**Task to carry out:**
Both the line containing "Target: red flower cluster" and the line containing "Target: person wearing hat" belong to the span. Output exactly that span from the listing below, and nothing outside it.

☆ ☆ ☆ ☆

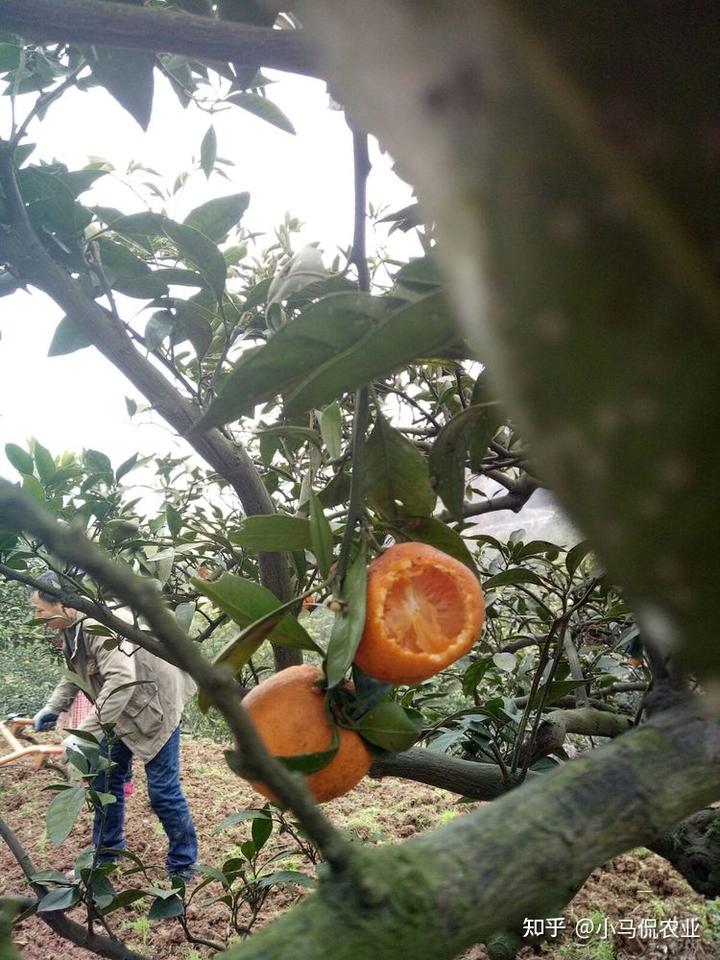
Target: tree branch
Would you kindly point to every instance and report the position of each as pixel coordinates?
(65, 927)
(454, 881)
(21, 512)
(522, 490)
(480, 781)
(172, 31)
(20, 246)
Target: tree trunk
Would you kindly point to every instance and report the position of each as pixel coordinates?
(524, 855)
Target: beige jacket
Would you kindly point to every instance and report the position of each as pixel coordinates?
(144, 713)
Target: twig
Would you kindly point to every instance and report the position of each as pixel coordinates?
(93, 21)
(43, 102)
(21, 512)
(56, 920)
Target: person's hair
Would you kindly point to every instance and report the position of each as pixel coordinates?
(48, 578)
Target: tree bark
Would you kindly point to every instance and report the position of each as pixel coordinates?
(172, 31)
(445, 890)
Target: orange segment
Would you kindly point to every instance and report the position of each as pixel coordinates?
(425, 610)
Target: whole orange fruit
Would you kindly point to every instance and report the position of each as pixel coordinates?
(289, 714)
(425, 609)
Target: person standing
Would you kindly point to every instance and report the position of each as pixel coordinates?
(143, 696)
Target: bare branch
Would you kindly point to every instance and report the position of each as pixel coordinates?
(138, 28)
(19, 511)
(57, 921)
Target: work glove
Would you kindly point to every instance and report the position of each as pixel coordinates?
(44, 719)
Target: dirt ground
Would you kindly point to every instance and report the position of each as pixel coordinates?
(650, 907)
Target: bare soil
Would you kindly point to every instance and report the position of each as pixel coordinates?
(634, 887)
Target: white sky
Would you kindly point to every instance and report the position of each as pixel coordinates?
(77, 401)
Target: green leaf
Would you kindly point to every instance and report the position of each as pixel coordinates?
(237, 653)
(158, 328)
(448, 457)
(511, 578)
(68, 338)
(216, 218)
(576, 555)
(397, 477)
(60, 899)
(44, 462)
(425, 328)
(195, 247)
(179, 277)
(127, 75)
(290, 430)
(287, 877)
(62, 814)
(97, 462)
(349, 623)
(192, 245)
(304, 270)
(127, 273)
(124, 899)
(103, 892)
(240, 817)
(193, 325)
(322, 330)
(46, 876)
(208, 152)
(163, 908)
(390, 726)
(505, 661)
(272, 533)
(321, 538)
(263, 108)
(308, 763)
(437, 534)
(81, 685)
(9, 57)
(246, 602)
(32, 486)
(486, 425)
(184, 613)
(19, 458)
(331, 429)
(420, 275)
(174, 520)
(474, 674)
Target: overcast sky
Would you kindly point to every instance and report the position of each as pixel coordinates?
(78, 401)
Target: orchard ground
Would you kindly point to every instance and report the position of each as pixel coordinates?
(632, 888)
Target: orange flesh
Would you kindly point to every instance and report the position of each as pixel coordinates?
(423, 610)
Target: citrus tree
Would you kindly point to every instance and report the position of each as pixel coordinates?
(576, 262)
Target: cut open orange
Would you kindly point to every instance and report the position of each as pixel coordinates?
(425, 609)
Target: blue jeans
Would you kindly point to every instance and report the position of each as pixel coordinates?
(166, 799)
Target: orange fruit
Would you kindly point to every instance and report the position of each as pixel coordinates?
(289, 714)
(425, 609)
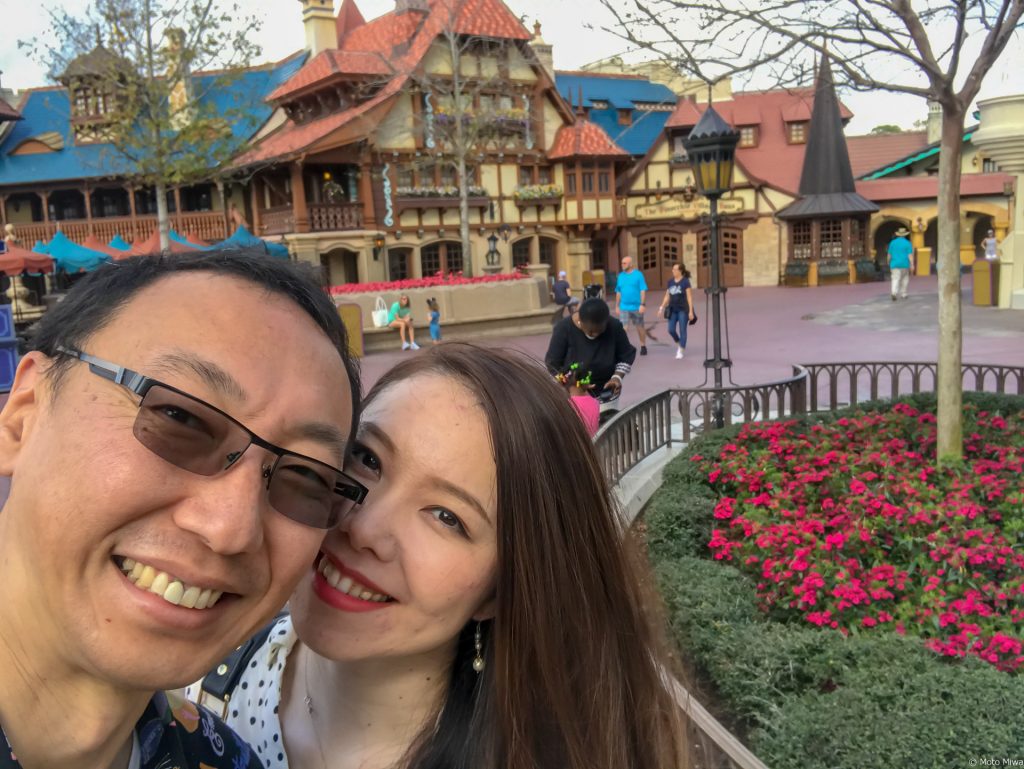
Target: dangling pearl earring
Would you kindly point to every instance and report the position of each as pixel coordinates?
(478, 645)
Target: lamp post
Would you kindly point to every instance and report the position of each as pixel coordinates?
(493, 257)
(712, 147)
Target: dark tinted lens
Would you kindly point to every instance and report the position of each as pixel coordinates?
(304, 490)
(187, 433)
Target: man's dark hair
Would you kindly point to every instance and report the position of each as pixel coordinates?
(95, 300)
(594, 310)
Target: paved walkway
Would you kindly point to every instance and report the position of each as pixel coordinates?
(772, 328)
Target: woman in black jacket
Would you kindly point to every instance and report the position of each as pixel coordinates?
(595, 343)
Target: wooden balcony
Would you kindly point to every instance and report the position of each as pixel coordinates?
(324, 217)
(207, 225)
(327, 217)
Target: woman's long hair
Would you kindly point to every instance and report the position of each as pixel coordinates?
(573, 675)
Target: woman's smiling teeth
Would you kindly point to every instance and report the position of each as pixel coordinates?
(347, 585)
(169, 588)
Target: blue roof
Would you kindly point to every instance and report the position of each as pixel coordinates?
(48, 110)
(621, 93)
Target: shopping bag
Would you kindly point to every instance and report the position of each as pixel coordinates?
(379, 314)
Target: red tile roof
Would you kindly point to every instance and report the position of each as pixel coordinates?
(878, 151)
(326, 66)
(774, 161)
(584, 139)
(349, 18)
(396, 41)
(927, 187)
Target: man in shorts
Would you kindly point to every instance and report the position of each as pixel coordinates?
(172, 444)
(631, 293)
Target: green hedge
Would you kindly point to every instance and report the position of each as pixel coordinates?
(809, 697)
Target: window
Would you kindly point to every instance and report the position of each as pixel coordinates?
(397, 263)
(548, 250)
(520, 252)
(430, 259)
(440, 258)
(800, 237)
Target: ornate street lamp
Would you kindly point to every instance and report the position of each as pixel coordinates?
(493, 257)
(711, 148)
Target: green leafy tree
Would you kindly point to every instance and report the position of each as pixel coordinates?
(155, 79)
(938, 50)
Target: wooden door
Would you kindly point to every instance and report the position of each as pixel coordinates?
(732, 258)
(656, 254)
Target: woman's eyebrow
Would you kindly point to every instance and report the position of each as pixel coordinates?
(462, 494)
(372, 429)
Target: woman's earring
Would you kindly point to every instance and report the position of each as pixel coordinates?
(478, 645)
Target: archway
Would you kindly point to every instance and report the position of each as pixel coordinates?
(340, 265)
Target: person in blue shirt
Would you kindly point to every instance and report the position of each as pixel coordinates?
(631, 293)
(435, 321)
(900, 252)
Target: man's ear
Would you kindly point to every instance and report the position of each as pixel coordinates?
(19, 411)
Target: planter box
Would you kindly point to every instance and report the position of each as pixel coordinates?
(554, 200)
(406, 203)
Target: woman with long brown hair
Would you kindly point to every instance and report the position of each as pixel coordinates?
(480, 610)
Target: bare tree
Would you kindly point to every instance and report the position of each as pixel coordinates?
(935, 49)
(136, 62)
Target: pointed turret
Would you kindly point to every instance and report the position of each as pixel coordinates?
(826, 186)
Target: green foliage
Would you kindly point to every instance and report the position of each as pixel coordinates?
(812, 697)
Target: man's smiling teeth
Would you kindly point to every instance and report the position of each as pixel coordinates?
(347, 585)
(169, 588)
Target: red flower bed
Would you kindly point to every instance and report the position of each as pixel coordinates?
(851, 525)
(453, 279)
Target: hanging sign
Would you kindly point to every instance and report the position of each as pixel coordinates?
(675, 208)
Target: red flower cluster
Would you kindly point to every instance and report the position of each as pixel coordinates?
(851, 525)
(452, 279)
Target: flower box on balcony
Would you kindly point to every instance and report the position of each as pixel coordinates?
(538, 195)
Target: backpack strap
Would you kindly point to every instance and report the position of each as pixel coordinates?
(218, 685)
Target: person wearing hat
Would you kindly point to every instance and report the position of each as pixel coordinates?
(562, 293)
(991, 246)
(900, 252)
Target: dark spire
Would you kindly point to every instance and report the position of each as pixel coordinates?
(826, 161)
(826, 186)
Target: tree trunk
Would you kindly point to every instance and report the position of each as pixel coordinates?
(163, 219)
(949, 380)
(467, 254)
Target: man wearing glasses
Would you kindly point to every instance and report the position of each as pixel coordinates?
(174, 445)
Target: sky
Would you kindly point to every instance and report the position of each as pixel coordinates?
(572, 27)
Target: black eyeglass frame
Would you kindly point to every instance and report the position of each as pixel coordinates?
(140, 384)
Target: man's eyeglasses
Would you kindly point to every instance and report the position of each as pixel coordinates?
(196, 436)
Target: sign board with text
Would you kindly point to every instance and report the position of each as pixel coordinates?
(675, 208)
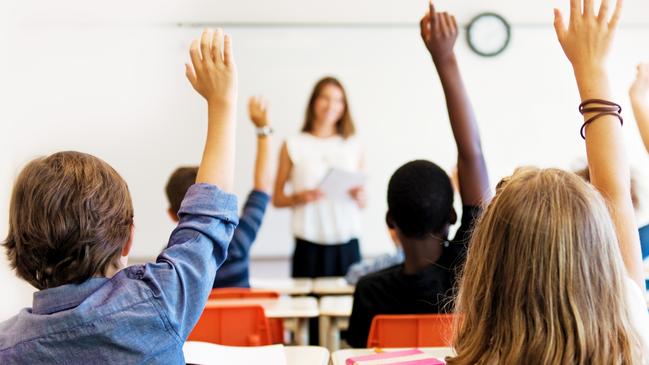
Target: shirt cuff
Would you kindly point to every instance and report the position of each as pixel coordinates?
(209, 200)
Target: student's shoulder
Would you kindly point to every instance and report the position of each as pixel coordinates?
(379, 280)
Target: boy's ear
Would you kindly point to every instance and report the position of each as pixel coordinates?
(129, 243)
(172, 215)
(389, 221)
(453, 217)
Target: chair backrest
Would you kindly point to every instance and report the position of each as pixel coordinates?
(242, 293)
(411, 330)
(233, 326)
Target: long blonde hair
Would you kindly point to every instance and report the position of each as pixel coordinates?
(544, 278)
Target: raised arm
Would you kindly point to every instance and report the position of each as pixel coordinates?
(638, 93)
(213, 74)
(258, 111)
(586, 42)
(439, 32)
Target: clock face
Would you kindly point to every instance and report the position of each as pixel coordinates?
(488, 34)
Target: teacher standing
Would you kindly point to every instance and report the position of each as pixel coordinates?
(326, 229)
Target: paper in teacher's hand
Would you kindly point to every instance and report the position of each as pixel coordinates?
(337, 183)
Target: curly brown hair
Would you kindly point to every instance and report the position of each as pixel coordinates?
(69, 217)
(178, 184)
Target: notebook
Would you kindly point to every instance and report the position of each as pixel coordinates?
(403, 357)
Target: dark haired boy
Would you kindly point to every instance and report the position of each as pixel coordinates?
(234, 273)
(420, 207)
(71, 229)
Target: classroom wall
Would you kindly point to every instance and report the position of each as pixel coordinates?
(107, 78)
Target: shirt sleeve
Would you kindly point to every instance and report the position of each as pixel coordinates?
(249, 224)
(181, 278)
(360, 320)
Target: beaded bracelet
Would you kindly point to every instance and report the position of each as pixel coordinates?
(612, 109)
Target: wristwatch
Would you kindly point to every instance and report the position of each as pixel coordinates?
(264, 131)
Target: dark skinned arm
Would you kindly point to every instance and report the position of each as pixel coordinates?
(439, 32)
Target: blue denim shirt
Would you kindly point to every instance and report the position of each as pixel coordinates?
(144, 313)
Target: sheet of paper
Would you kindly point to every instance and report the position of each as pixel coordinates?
(337, 183)
(203, 353)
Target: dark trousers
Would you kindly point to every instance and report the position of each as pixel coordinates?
(313, 260)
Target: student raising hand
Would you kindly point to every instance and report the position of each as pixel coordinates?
(586, 42)
(439, 32)
(213, 74)
(639, 102)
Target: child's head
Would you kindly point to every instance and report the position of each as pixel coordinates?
(177, 186)
(544, 279)
(70, 219)
(420, 200)
(328, 104)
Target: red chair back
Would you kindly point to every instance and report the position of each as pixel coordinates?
(233, 326)
(411, 330)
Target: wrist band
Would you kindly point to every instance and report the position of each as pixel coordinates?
(583, 126)
(598, 101)
(611, 109)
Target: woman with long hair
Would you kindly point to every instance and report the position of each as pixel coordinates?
(326, 229)
(554, 272)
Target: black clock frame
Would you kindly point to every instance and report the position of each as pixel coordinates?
(470, 41)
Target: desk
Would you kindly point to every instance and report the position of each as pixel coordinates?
(334, 316)
(311, 355)
(284, 286)
(339, 357)
(204, 353)
(331, 286)
(295, 311)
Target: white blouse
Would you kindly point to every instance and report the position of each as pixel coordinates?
(637, 307)
(326, 221)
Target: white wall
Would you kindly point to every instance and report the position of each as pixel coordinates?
(107, 78)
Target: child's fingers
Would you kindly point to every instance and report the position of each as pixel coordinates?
(575, 9)
(559, 25)
(194, 54)
(612, 24)
(444, 27)
(206, 44)
(453, 24)
(191, 75)
(228, 56)
(217, 46)
(588, 7)
(603, 11)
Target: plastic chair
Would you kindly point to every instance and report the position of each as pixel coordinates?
(242, 293)
(276, 324)
(233, 326)
(411, 330)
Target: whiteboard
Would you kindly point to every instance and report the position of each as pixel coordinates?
(118, 92)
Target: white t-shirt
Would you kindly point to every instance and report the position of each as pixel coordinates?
(326, 221)
(638, 314)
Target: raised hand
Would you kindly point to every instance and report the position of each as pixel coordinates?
(213, 72)
(587, 39)
(439, 32)
(258, 111)
(640, 86)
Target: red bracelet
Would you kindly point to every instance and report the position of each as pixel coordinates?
(583, 127)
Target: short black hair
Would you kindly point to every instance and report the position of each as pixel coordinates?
(178, 184)
(420, 198)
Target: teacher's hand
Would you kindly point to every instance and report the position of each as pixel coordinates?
(307, 196)
(359, 196)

☆ ☆ ☆ ☆

**Result below:**
Target: red flower cluster
Would you kindly point to every instance and report the position of each as pixel coordinates?
(851, 525)
(452, 279)
Target: flower box on balcony
Would you kindly point to every instance and report the position of each as pixel coordinates?
(538, 195)
Target: backpack strap
Would you kindly point to every instance and report the position of each as pixel coordinates?
(218, 685)
Target: person wearing hat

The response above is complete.